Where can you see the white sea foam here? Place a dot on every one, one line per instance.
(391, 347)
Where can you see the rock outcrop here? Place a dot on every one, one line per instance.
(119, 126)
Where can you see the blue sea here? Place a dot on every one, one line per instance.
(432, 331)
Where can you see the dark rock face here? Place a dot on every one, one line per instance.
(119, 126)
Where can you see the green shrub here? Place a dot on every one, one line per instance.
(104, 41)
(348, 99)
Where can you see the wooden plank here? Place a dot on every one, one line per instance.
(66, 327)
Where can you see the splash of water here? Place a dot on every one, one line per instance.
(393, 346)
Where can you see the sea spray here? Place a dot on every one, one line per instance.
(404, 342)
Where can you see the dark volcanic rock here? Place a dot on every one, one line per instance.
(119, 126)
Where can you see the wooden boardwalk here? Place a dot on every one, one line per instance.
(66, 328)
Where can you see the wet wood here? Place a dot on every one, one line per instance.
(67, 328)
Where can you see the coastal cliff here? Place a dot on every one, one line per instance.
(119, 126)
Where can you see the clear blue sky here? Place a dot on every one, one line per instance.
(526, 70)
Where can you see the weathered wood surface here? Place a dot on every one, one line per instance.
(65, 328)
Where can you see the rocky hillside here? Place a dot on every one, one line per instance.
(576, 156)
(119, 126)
※ ※ ※
**Prompt**
Output the records exactly.

**Response to the exercise**
Where can you see the white sea foam here? Place a dot on every one, one line per instance.
(391, 347)
Where can you see the rock outcrop here? Place a dot on every one, one line per instance.
(119, 126)
Where can you see the blue sea here? Place a dot on every one, one line per instance.
(432, 331)
Where can you see the dark rock face here? Place a dot on every one, one line per instance.
(119, 126)
Where can you see the green shrub here? Place a dot on every one, one line per instance.
(104, 41)
(348, 99)
Where can you see the wooden plank here? Place a dot on every one, one line per instance.
(66, 327)
Where can you see the splash of water here? Place a dot on every one, one line per instance.
(393, 346)
Where can you see the sea spray here? Place a dot on every one, one line per instance.
(404, 342)
Where can you see the dark volcanic rock here? Place a dot on every one, one line per instance.
(119, 126)
Where can you see the wooden boardwalk here? Place a dot on every one, one line per instance.
(66, 328)
Where can you see the wet wood here? Place a dot on every one, one line per instance.
(67, 328)
Where can you see the coastal cliff here? Place a dot on every one, one line per instance.
(119, 126)
Where can you see the clear blue sky here? Place a dot on every one, one line per instance.
(526, 70)
Where can you see the weathered wood surface here? Place a dot on every one, one line per instance.
(65, 328)
Where can you see the rocky hillside here? Place a dot on every one, one line per instance.
(576, 156)
(119, 126)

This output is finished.